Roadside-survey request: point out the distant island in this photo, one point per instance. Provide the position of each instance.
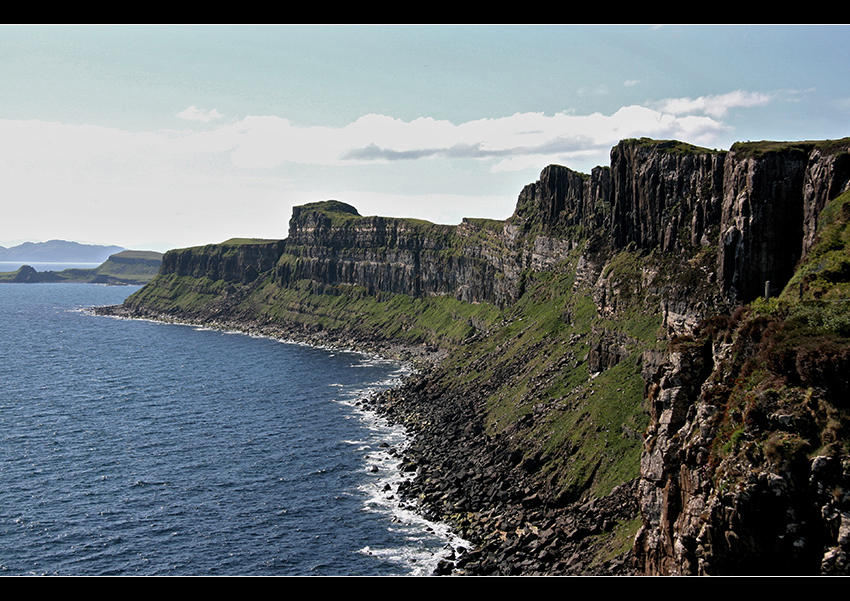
(58, 251)
(127, 267)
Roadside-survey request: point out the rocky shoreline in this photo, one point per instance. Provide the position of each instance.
(481, 487)
(466, 478)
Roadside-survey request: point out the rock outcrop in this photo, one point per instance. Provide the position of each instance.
(592, 347)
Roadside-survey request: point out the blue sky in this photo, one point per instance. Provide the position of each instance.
(171, 136)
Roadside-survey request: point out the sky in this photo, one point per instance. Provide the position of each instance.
(169, 136)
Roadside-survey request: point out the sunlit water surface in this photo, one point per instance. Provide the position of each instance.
(140, 448)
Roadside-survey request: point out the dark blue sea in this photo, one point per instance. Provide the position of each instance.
(139, 448)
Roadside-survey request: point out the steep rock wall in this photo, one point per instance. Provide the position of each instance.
(333, 244)
(667, 230)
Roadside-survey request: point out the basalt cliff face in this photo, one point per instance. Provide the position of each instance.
(639, 371)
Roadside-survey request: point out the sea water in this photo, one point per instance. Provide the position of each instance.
(140, 448)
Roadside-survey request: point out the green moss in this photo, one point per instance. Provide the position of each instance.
(765, 147)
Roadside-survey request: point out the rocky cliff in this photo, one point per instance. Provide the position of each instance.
(633, 377)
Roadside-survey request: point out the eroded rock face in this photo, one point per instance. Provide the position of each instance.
(668, 231)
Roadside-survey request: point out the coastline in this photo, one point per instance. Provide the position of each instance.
(460, 477)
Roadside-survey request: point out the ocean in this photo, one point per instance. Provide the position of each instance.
(132, 447)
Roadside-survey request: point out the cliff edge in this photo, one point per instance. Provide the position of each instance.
(634, 373)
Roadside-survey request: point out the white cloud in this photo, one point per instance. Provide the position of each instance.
(193, 113)
(197, 186)
(716, 106)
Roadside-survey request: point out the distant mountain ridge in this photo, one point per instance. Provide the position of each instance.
(58, 251)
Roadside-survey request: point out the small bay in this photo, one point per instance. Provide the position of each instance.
(141, 448)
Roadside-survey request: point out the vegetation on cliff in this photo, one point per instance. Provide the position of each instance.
(596, 383)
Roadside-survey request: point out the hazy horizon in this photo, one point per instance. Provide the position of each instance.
(158, 137)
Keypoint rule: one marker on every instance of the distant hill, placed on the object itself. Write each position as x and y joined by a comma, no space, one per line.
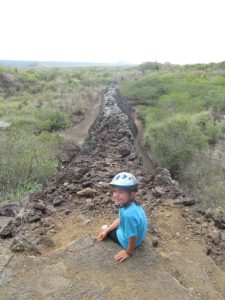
38,64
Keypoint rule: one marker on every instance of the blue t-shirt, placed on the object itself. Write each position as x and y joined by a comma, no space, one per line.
133,222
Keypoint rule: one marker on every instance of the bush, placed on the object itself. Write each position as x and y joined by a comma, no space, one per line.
26,159
174,141
52,119
203,178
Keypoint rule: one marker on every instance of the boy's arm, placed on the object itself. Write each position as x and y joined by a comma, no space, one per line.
131,245
124,254
115,224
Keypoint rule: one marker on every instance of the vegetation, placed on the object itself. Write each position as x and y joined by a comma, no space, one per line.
183,112
40,103
182,108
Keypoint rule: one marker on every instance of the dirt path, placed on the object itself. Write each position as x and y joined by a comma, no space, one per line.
75,266
147,160
79,132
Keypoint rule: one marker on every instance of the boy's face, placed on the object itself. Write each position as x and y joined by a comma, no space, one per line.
122,196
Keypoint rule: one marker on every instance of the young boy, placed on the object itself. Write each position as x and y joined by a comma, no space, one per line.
130,228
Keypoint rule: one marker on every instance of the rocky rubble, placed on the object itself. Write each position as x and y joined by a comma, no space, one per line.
83,183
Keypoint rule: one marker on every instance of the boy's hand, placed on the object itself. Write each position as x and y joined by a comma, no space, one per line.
121,255
102,236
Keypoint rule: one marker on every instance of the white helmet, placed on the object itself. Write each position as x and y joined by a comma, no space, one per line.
125,180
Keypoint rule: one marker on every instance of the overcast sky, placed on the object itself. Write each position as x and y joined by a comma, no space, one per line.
135,31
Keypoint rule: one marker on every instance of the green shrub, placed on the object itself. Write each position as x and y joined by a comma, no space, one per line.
26,159
203,178
174,141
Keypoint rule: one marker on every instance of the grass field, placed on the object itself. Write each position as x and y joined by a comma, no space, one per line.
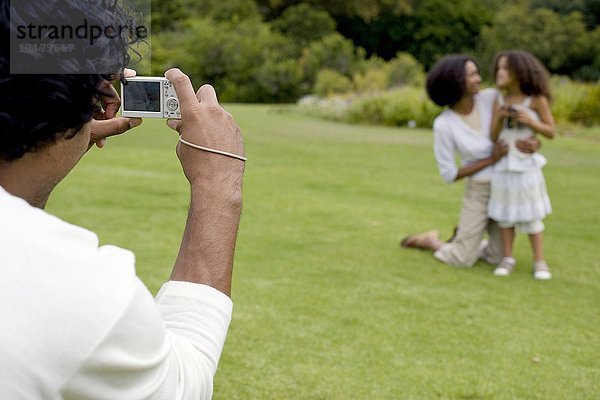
327,306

#####

■ What needs to be done
Give back the full listing above word for word, and let no picture through.

■ Your solution
Roadside-survey request: point out the distant island in this photo, one point per instance. Provide the position of each instance.
(58, 251)
(127, 267)
Roadside-survey request: point out the rocky shoreline in this photo, one point per instance. Provide the position of each instance.
(481, 487)
(466, 478)
Roadside-survey request: point out the rock outcrop in this photo, one point per instance. Provide the position of each instance.
(592, 347)
Roadside-survey request: point out the blue sky in this photo, one point per instance. Provide the position of each instance.
(171, 136)
Roadside-survey request: point out the sky in this photo, one point per instance. Provide the position of each instance.
(169, 136)
Roadside-survey request: point out the sunlit water surface in this photo, one point per instance. Provide the position of each instance.
(140, 448)
Roadside-survey request: point out the dark blue sea in this photo, one point per instance. Provide the position of each instance.
(139, 448)
Roadside-survey request: point out the steep rock wall in this photo, one point per instance. Provide the position of each instance.
(333, 244)
(667, 230)
Roadside-survey request: point out the basalt cliff face in this photo, one point per instance. Provide the position of each instance.
(639, 371)
Roadside-survey request: point out the sea water in this photo, one point per instance. Provide the position of each instance.
(140, 448)
Roadside-survey request: point out the green moss in this photo, one point per instance. Provide the position of each instance.
(765, 147)
Roadside-survey request: point out the rocky cliff in this photo, one point per instance. Provide the position of each instance.
(633, 377)
Roadside-survey request: point out the eroded rock face in this photo, one point per instance. Provide the position of each instance.
(668, 231)
Roadside-survey request: point out the coastline in this photo, one point per instance. Provide the position of each instance.
(460, 477)
Roadside-survey request: point out the ocean in this photo, one point per instance. Provide the position of each instance.
(132, 447)
Roadside-survey request: point out the cliff edge in this photo, one point per instance. Provide the position of each instance.
(634, 373)
Roadside-survey request: point out the white cloud in this photo, one point per instance. Provide the position of each instance.
(193, 113)
(197, 186)
(716, 106)
Roadside-survey request: point out the distant mountain ridge in this photo, one point per instance. Provide the position of each instance.
(58, 251)
Roadside-survey request: point out the small bay in this photo, one point per instance. Provide the position of each instance.
(141, 448)
Roadside-survey request: point out the vegetation on cliff in this photo, one point per instance. Provide the position of each instance.
(596, 383)
Roadside-survey request: point out the hazy horizon in this photo, one point per instance. Provide the position of each instance.
(158, 137)
Keypoint rule: one marker on every instance of the distant hill, placed on the object itself. Write each position as x and y joined by a comma, no space, one per line.
38,64
Keypoint rule: one marker on every instance of the blue t-shirt, placed on the object itself. Write each position as x and y joined by a comma, no space, one per line.
133,222
Keypoint rule: one marker on every instance of the bush, placed on the object itself. Write each position as x and y joined by a comma, no space, one per line.
26,159
174,141
52,119
203,178
Keypoint rule: one marker on every instance of the boy's arm, placed on the object itself. Write each position as x and y joined by a comma, no space, one per line.
131,245
124,254
115,224
Keypoint rule: one marker on every instance of the vegetation, placed on the object itself. Write each position as x and y joined by a comma, no space, one per line.
183,112
40,103
182,108
Keypoint rule: one marker on every instance of the dirt path, placed on the object itself. Write each position as x and y joined by a comma, no space, one per line.
75,266
147,160
79,132
Keypoint rule: one marker on every instance of the boy's face, placed on the object itself. Write each position as x and y joined by a comma, no space, one per line.
122,196
Keypoint rule: one marker on every instance of the young boy, placed on the object itself. Write each position as x and y joined by a comma, no space, one per line.
130,228
Keypoint rule: one marker on every instance of the rocky rubble, placed on the object itself. Write each position as x and y joined by a comma, no space, one per line.
83,183
Keypoint rule: one marker on every instance of the boy's hand, placed on the object itself. Write each position as x and y joined by a comma, no space, one per line.
121,255
102,236
Keypoint rule: one marker on every instance of the white helmet, placed on the object itself. Write each position as x and y joined by a comma, no space, one per line.
125,180
Keypoint rule: one marker on every instance of the overcast sky, placed on the object itself. Write each position as x and y joined by a comma, no space, one per line.
135,31
Keypoint rule: one marker on every instance of the green shrub, placed on the object itself. Write each position as x and y joined by a comma, no space, one per line.
26,159
203,178
174,141
Keypoint rule: one marker on every instance of the grass field, placed on the object itself. Write each position as x and y joined by a comma, no space, one per line.
327,306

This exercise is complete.